DATA SHOWN =>
>>>

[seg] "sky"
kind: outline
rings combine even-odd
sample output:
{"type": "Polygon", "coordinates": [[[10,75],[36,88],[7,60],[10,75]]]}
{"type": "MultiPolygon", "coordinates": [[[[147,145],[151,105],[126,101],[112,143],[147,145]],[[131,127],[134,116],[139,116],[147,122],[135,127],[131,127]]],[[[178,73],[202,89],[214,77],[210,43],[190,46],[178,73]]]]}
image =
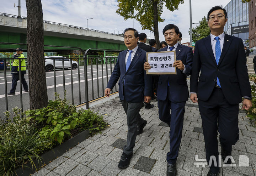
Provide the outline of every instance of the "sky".
{"type": "MultiPolygon", "coordinates": [[[[222,5],[223,7],[230,0],[192,0],[192,23],[199,23],[204,16],[207,16],[209,10],[213,7],[222,5]]],[[[0,12],[17,15],[18,0],[1,0],[0,12]]],[[[124,20],[117,15],[117,0],[41,0],[43,19],[105,32],[121,34],[127,27],[133,27],[133,19],[124,20]]],[[[190,41],[189,0],[184,0],[178,9],[171,12],[164,7],[161,17],[163,22],[159,23],[160,41],[164,40],[162,31],[168,24],[177,26],[182,33],[182,43],[190,41]]],[[[25,0],[21,0],[21,15],[26,17],[25,0]]],[[[196,27],[196,24],[192,24],[196,27]]],[[[142,30],[139,23],[134,20],[133,27],[139,33],[144,33],[148,38],[154,38],[154,34],[148,30],[142,30]]]]}

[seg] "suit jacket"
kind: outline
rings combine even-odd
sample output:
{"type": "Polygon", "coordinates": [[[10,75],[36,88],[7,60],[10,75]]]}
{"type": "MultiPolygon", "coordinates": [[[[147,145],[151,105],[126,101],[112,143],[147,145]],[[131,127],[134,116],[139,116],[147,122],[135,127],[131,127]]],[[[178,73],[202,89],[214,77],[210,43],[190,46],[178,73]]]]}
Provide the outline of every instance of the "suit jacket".
{"type": "MultiPolygon", "coordinates": [[[[167,51],[168,46],[158,51],[167,51]]],[[[158,87],[158,99],[165,100],[167,96],[168,83],[169,83],[169,98],[174,102],[187,101],[189,96],[187,76],[190,74],[193,61],[192,49],[179,44],[176,50],[176,60],[180,60],[186,67],[186,73],[177,69],[176,75],[160,75],[158,87]]]]}
{"type": "Polygon", "coordinates": [[[156,49],[156,48],[154,48],[154,47],[151,47],[151,49],[152,49],[152,51],[153,51],[153,52],[156,52],[158,50],[157,49],[156,49]]]}
{"type": "Polygon", "coordinates": [[[241,39],[225,34],[218,65],[210,36],[198,40],[194,54],[190,92],[197,93],[199,100],[207,101],[212,94],[218,76],[228,102],[234,104],[240,103],[242,96],[251,96],[246,60],[241,39]]]}
{"type": "Polygon", "coordinates": [[[146,45],[143,42],[140,42],[139,44],[138,44],[138,47],[146,51],[146,52],[152,52],[151,46],[146,45]]]}
{"type": "Polygon", "coordinates": [[[144,96],[151,96],[152,94],[151,78],[146,74],[144,69],[144,63],[146,61],[146,52],[138,47],[126,71],[125,58],[127,50],[119,53],[107,88],[112,90],[120,77],[118,85],[120,99],[125,99],[130,102],[142,102],[144,96]]]}

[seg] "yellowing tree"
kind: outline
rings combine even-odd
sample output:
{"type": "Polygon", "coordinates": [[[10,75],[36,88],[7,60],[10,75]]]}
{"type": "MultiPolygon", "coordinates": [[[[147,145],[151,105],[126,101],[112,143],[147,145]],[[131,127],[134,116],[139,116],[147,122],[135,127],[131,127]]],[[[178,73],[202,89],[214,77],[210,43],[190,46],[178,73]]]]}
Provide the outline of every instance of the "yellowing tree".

<<<

WHAT YOU NEED TO DO => Which of the lines above contain the string "jacket"? Copy each such line in full, counting only matches with the same uppercase and lowercase letters.

WRITTEN REPLY =>
[seg] "suit jacket"
Provide the outline of every instance of the "suit jacket".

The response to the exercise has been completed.